* WHAT THE TASK REQUIRES *
In the blog post below, how big is the one-TV apartment?
*** SUPPLIED TEXT ***
So there you have it. Potentially the worst celebrity sightings list in the history of celebrities. At least we get to hear all the time about our luckier friends bumping into a Kardashian or an Oprah around town. Maybe in year two Julie and I will finally graduate from C-list sightings to B-list sightings? Fingers crossed.

Shedding Some Light On Those Ridiculous Shows Your Wife or Girlfriend is Watching

Sometimes when your only friend is a woman, no matter how hard you try, you’re accidentally exposed to the girly things in life. For example, I never would have even considered the doomed-from-the-start idea of reading and blogging about Fifty Shades of Grey if I wasn’t living with someone who already owned the books.

When we lived in San Francisco, it was easy to ignore all the pointless TV shows my girlfriend watches because  A). we didn’t live together, and B). when she was at my apartment, it was understood that I’d be watching sports on the living room TV and she’d be relegated to the bedroom TV to watch her stuff. But now that we live in a one-TV apartment, the content of these shows has been slowly seeping into my brain. I feel violated by it, but there’s really nothing I can do…800 square feet doesn’t allow for a lot of isolation.
*** PROVIDED DATA ***
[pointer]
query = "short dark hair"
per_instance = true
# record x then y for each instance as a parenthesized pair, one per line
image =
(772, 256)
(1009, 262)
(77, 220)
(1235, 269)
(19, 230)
***
* RESPONSE TO THE EXERCISE *
800 square feet.